**LIST OF TASKS**
1. In the text on zeta potential, retype the passage between "Electroacoustic techniques have" and "required as well.", inclusive.
2. Condense the paragraph of the zeta potential text that begins "The model of the "thin double layer"" into a short bulleted list that keeps its main facts.
3. Carry on the text about zeta potential, beginning right after its final sentence.

There are two electroacoustic effects that are widely used for characterizing zeta potential: colloid vibration current and electric sonic amplitude. There are commercially available instruments that exploit these effects for measuring dynamic electrophoretic mobility, which depends on zeta potential.

Electroacoustic techniques have the advantage of being able to perform measurements in intact samples, without dilution. Published and well-verified theories allow such measurements at volume fractions up to 50%. Calculation of zeta potential from the dynamic electrophoretic mobility requires information on the densities for particles and liquid. In addition, for larger particles exceeding roughly 300 nm in size information on the particle size required as well.

==Calculation==
The most known and widely used theory for calculating zeta potential from experimental data is that developed by Marian Smoluchowski in 1903. Smoluchowski's theory is powerful because it is valid for dispersed particles of any shape and any concentration. However, it has its limitations:
- Detailed theoretical analysis proved that Smoluchowski's theory is valid only for a sufficiently thin double layer, when the Debye length, $1/\kappa$, is much smaller than the particle radius, $a$:

${\kappa} \cdot a \gg 1$

The model of the "thin double layer" offers tremendous simplifications not only for electrophoresis theory but for many other electrokinetic and electroacoustic theories. This model is valid for most aqueous systems because the Debye length is typically only a few nanometers in water. The model breaks only for nano-colloids in a solution with ionic strength approaching that of pure water.

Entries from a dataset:
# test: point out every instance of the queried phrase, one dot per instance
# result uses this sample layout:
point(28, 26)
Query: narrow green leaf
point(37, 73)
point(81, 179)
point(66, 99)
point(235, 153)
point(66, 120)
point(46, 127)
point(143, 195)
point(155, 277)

**OUTPUTS**
1.
Electroacoustic techniques have the advantage of being able to perform measurements in intact samples, without dilution. Published and well-verified theories allow such measurements at volume fractions up to 50%. Calculation of zeta potential from the dynamic electrophoretic mobility requires information on the densities for particles and liquid. In addition, for larger particles exceeding roughly 300 nm in size information on the particle size required as well.

2.
- The thin double layer model greatly simplifies electrophoresis theory and many other electrokinetic and electroacoustic theories.
- It holds for most aqueous systems because the Debye length in water is typically only a few nanometers.
- It fails only for nano-colloids in a solution whose ionic strength approaches that of pure water.

3.
- Smoluchowski's theory neglects the contribution of surface conductivity. This is expressed in modern theories as the condition of a small Dukhin number:

$Du \ll 1$

The development of electrophoretic and electroacoustic theories with a wider range of validity was a purpose of many studies during the 20th century. There are several analytical theories that incorporate surface conductivity and eliminate the restriction of the small Dukhin number for both the electrokinetic and electroacoustic applications.

Early pioneering work in that direction dates back to Overbeek and Booth.

Modern, rigorous electrokinetic theories that are valid for any zeta potential, and often any $\kappa a$, stem mostly from Soviet Ukrainian (Dukhin, Shilov, and others) and Australian (O'Brien, White, Hunter, and others) schools. Historically, the first one was Dukhin–Semenikhin theory. A similar theory was created ten years later by O'Brien and Hunter. Assuming a thin double layer, these theories would yield results that are very close to the numerical solution provided by O'Brien and White. There are also general electroacoustic theories that are valid for any values of Debye length and Dukhin number.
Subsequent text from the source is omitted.